The response must be made up of the lines in the entries below that contain "pink".

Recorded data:
· · · ·

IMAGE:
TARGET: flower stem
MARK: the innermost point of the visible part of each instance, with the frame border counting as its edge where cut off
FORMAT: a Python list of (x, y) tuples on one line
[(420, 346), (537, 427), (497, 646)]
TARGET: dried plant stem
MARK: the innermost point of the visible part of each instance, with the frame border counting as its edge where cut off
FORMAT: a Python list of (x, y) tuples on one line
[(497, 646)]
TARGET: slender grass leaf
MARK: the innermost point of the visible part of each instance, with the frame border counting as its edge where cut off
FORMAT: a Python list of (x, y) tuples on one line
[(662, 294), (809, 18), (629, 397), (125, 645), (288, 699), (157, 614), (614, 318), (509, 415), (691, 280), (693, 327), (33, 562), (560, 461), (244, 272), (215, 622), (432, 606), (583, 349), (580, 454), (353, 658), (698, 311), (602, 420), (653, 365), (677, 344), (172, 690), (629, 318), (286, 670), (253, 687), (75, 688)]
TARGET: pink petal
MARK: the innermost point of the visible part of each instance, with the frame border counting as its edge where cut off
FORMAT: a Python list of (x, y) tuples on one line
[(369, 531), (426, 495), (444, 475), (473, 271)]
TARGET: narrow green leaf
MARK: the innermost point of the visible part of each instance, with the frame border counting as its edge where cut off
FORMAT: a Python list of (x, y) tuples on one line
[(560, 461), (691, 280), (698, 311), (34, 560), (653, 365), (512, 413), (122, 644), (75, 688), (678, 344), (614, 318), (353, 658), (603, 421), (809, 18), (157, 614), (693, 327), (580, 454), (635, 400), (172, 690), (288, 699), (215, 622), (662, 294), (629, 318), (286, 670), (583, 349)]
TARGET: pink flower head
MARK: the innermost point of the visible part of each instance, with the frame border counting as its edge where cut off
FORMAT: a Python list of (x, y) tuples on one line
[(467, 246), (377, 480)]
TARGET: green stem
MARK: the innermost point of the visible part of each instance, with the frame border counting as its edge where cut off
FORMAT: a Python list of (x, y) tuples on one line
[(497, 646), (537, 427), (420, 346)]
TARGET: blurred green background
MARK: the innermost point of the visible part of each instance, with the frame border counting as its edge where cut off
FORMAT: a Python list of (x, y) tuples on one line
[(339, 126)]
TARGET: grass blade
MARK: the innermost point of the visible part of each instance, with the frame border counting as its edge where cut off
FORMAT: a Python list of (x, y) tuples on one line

· · · ·

[Solution to this problem]:
TARGET: pink petal
TARGET: pink flower head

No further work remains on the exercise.